### What you are asked to do
For the listing below, work out how many lines hold the word "rings" and give that number by itself.
+++++
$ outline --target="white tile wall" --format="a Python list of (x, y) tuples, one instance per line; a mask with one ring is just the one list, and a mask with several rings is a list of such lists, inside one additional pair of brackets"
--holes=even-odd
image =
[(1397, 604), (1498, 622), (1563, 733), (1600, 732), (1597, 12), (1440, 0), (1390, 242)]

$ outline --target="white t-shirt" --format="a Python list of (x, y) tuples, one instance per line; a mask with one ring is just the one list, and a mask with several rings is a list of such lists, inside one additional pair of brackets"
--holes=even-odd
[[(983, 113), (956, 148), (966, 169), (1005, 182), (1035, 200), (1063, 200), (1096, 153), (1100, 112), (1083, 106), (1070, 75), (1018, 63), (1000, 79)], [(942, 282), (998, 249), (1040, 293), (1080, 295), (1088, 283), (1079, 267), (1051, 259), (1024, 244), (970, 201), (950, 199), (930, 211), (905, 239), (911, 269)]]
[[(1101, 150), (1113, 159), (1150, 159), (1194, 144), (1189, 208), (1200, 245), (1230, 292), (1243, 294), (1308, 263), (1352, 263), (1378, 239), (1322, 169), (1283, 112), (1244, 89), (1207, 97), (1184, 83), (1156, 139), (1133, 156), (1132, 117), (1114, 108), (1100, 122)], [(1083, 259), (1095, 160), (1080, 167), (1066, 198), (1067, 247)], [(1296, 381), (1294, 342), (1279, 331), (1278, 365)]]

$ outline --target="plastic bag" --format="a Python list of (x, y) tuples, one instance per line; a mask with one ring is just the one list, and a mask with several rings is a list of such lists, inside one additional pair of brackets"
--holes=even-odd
+++++
### Response to the task
3